*** Opening of AVAILABLE DATA ***

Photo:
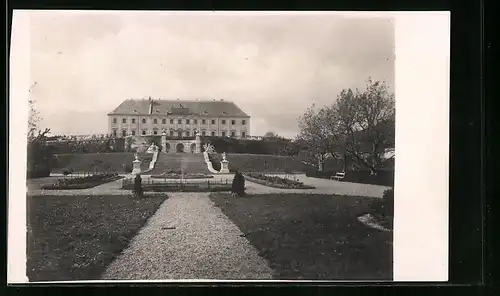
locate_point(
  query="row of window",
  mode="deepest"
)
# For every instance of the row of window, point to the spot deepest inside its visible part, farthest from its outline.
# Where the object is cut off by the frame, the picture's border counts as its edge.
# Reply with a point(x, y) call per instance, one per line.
point(179, 121)
point(179, 134)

*** Close of AVAILABLE DATA ***

| WHAT IS EXPECTED |
Leave out the pictures and return the rest of the records exactly.

| SOLUTION TO THIS TASK |
Photo:
locate_point(
  query="row of window",
  mode="deepest"
)
# For every instance of the row of window, point to the spot deepest inside its visible part, farthest from its outline.
# Where the object is cut off by the frame, the picture's border counts as its edge.
# Reply with a point(x, y) call per instance, one per line.
point(179, 121)
point(179, 134)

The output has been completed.